_Task A_: Repeat word for word the passage of the text on narcissistic friends starting at "9- They replace" and ending at "friend is narcissistic?".
_Task B_: In the text on narcissistic friends, what does the writer call the best defense against hurtful people?

9- They replace you quickly
The moment your narcissistic friend decides you're no longer serving their interests or fulfilling their self-image as they want, they'll end their relationship with you and quickly replace you with someone else. You won't know what happened or why they ended the friendship.
10- You feel drained just being around them
The most telling sign for me personally that this friend isn't right for you is feeling drained after spending time with them. Narcissists strive to be the center of attention, brag about their achievements, and expect or demand more than is reasonable. This leaves you feeling exhausted in their company.
What should I do if my friend is narcissistic?
I sometimes feel that ending this friendship might be the best thing to do, but I don't always recommend ending relationships. There are a few things you can try before making that decision...
1- Educate yourself and learn more about narcissistic personality traits
I believe the best defense against hurtful people is awareness—awareness of their behaviors and our own reactions. Whether it's narcissists or anyone else around you, being aware of what they do and how you handle it is crucial.
2- Make a clear decision about this friendship
Dealing with a narcissistic friend isn't easy, so you need to decide whether to stick with this friendship or let it go. If you choose to continue the friendship, it's important to start setting clear boundaries and have a plan in place.
3- Set clear boundaries
Every relationship in your life, whether it's a friendship, romantic relationship, or otherwise, requires clear and firm boundaries that you don't allow to be crossed. This way, you'll enforce respect for your boundaries and protect yourself from the negativity of this relationship at the same time.
4- Don't raise your expectations too high
As I mentioned earlier, a narcissistic friend likely won't be there for you whenever you need them. They won't sympathize with you or appreciate your feelings, so don't set high expectations for this relationship or expect support or encouragement from them.

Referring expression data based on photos
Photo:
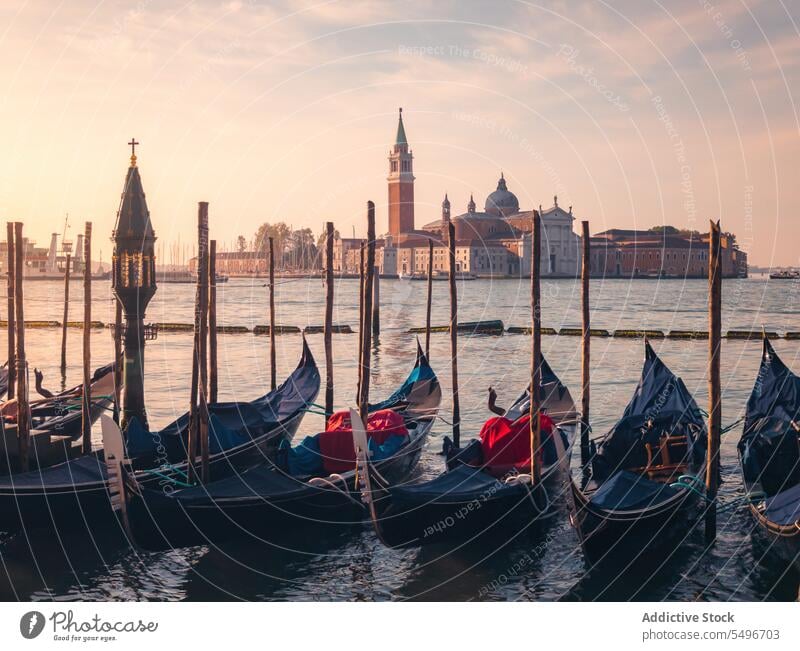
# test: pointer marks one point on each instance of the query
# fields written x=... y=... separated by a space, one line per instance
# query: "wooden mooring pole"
x=451 y=247
x=118 y=358
x=11 y=288
x=586 y=345
x=366 y=344
x=430 y=298
x=273 y=373
x=198 y=346
x=536 y=350
x=66 y=317
x=202 y=361
x=328 y=320
x=376 y=303
x=86 y=393
x=21 y=365
x=714 y=381
x=361 y=275
x=213 y=380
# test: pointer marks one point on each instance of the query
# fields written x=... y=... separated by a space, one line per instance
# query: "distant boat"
x=443 y=275
x=787 y=274
x=183 y=276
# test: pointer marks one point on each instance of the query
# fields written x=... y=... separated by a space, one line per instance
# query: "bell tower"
x=401 y=184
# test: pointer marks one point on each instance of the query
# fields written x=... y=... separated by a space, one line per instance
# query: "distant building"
x=495 y=242
x=626 y=253
x=237 y=263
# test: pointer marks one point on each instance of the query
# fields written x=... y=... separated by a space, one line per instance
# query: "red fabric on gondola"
x=336 y=442
x=506 y=444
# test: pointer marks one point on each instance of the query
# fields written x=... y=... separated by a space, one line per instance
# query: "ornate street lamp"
x=134 y=284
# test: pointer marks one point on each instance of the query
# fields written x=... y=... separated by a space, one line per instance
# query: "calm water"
x=96 y=565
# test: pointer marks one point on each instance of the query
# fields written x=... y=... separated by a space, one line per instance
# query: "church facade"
x=494 y=242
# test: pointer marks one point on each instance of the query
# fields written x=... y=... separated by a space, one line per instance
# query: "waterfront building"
x=626 y=253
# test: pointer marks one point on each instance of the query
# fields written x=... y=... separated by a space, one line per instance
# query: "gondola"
x=640 y=492
x=60 y=415
x=241 y=435
x=311 y=485
x=4 y=380
x=769 y=453
x=479 y=495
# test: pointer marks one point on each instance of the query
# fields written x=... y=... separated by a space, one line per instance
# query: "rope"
x=323 y=481
x=691 y=482
x=168 y=478
x=727 y=429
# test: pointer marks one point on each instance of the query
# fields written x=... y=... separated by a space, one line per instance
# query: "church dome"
x=501 y=202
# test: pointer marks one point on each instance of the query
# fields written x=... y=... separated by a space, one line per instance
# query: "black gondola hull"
x=456 y=522
x=82 y=503
x=632 y=537
x=162 y=522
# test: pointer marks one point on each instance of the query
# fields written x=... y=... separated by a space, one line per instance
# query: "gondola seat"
x=506 y=444
x=463 y=484
x=784 y=508
x=629 y=491
x=667 y=459
x=332 y=451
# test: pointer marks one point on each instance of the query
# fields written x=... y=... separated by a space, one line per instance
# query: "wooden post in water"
x=273 y=374
x=376 y=303
x=213 y=381
x=451 y=247
x=118 y=358
x=361 y=276
x=328 y=321
x=714 y=383
x=369 y=270
x=430 y=298
x=536 y=348
x=11 y=288
x=86 y=393
x=21 y=365
x=585 y=356
x=66 y=316
x=202 y=350
x=198 y=346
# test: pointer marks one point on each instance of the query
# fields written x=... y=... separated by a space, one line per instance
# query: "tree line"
x=296 y=249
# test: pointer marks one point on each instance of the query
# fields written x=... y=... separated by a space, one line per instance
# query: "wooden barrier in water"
x=335 y=329
x=526 y=330
x=232 y=330
x=94 y=325
x=650 y=334
x=578 y=332
x=495 y=327
x=279 y=330
x=751 y=334
x=687 y=334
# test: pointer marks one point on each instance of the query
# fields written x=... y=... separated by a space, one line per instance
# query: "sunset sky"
x=636 y=113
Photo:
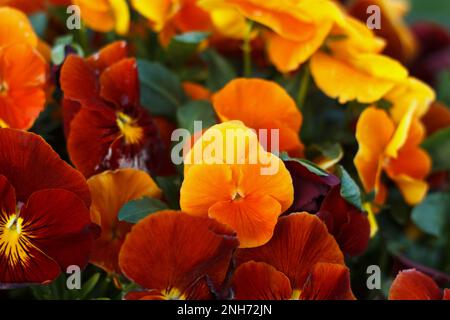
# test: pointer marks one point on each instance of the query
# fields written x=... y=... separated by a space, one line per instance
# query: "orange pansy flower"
x=105 y=15
x=23 y=72
x=110 y=191
x=301 y=261
x=385 y=147
x=234 y=190
x=175 y=256
x=414 y=285
x=262 y=104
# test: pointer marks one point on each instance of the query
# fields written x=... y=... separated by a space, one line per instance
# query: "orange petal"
x=300 y=241
x=179 y=250
x=261 y=104
x=349 y=79
x=414 y=285
x=24 y=75
x=328 y=281
x=110 y=191
x=260 y=281
x=196 y=91
x=287 y=55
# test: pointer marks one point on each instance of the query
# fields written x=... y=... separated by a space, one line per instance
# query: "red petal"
x=414 y=285
x=328 y=281
x=119 y=84
x=178 y=249
x=260 y=281
x=300 y=241
x=30 y=164
x=7 y=196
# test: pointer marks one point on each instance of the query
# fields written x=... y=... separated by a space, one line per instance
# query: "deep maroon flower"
x=320 y=194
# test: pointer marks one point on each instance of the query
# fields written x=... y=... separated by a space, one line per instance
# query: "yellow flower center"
x=14 y=240
x=3 y=88
x=173 y=294
x=129 y=129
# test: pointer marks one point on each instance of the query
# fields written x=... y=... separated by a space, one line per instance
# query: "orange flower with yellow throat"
x=222 y=182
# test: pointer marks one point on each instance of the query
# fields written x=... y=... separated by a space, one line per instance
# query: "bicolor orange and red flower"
x=106 y=125
x=105 y=15
x=110 y=191
x=44 y=217
x=23 y=71
x=262 y=104
x=228 y=183
x=385 y=147
x=301 y=261
x=175 y=256
x=414 y=285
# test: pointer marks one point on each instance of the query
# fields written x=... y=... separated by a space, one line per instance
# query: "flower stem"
x=247 y=50
x=304 y=86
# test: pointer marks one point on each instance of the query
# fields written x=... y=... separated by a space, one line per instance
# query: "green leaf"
x=220 y=70
x=311 y=166
x=196 y=111
x=161 y=90
x=431 y=216
x=183 y=46
x=39 y=22
x=136 y=210
x=349 y=189
x=438 y=146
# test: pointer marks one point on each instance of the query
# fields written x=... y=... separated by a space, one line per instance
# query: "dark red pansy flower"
x=45 y=223
x=434 y=51
x=175 y=256
x=414 y=285
x=321 y=195
x=309 y=188
x=346 y=223
x=105 y=124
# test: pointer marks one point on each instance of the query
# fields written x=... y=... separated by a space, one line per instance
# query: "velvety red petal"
x=300 y=241
x=60 y=226
x=328 y=281
x=260 y=281
x=179 y=249
x=119 y=84
x=78 y=80
x=30 y=164
x=414 y=285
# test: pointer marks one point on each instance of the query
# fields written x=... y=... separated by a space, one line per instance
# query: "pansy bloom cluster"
x=224 y=150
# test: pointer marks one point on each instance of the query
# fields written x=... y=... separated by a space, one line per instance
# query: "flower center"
x=129 y=129
x=238 y=195
x=173 y=294
x=3 y=88
x=13 y=240
x=3 y=124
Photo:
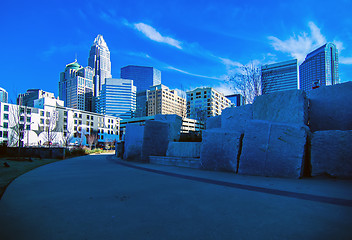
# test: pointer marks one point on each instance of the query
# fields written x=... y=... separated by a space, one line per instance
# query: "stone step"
x=175 y=161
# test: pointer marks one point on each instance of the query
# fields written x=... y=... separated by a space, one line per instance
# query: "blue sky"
x=193 y=43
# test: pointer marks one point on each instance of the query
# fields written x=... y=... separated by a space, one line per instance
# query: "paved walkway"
x=101 y=197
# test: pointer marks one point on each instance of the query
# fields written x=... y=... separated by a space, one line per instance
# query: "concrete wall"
x=133 y=142
x=285 y=106
x=236 y=118
x=331 y=153
x=220 y=149
x=155 y=139
x=213 y=122
x=273 y=149
x=330 y=107
x=175 y=123
x=184 y=149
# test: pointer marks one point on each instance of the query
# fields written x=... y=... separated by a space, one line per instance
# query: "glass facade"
x=279 y=76
x=3 y=95
x=143 y=77
x=99 y=61
x=76 y=87
x=117 y=98
x=320 y=68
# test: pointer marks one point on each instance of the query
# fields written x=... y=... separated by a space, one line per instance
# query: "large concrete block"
x=330 y=107
x=219 y=150
x=286 y=107
x=155 y=139
x=184 y=149
x=273 y=149
x=331 y=153
x=213 y=122
x=236 y=118
x=133 y=142
x=175 y=123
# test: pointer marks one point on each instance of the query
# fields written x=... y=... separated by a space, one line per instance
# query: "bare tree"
x=247 y=82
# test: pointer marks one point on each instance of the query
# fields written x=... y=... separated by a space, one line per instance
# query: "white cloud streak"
x=299 y=46
x=192 y=74
x=154 y=35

_Task answer A_:
9- They replace you quickly
The moment your narcissistic friend decides you're no longer serving their interests or fulfilling their self-image as they want, they'll end their relationship with you and quickly replace you with someone else. You won't know what happened or why they ended the friendship.
10- You feel drained just being around them
The most telling sign for me personally that this friend isn't right for you is feeling drained after spending time with them. Narcissists strive to be the center of attention, brag about their achievements, and expect or demand more than is reasonable. This leaves you feeling exhausted in their company.
What should I do if my friend is narcissistic?

_Task answer B_: Awareness of their behaviors and our own reactions.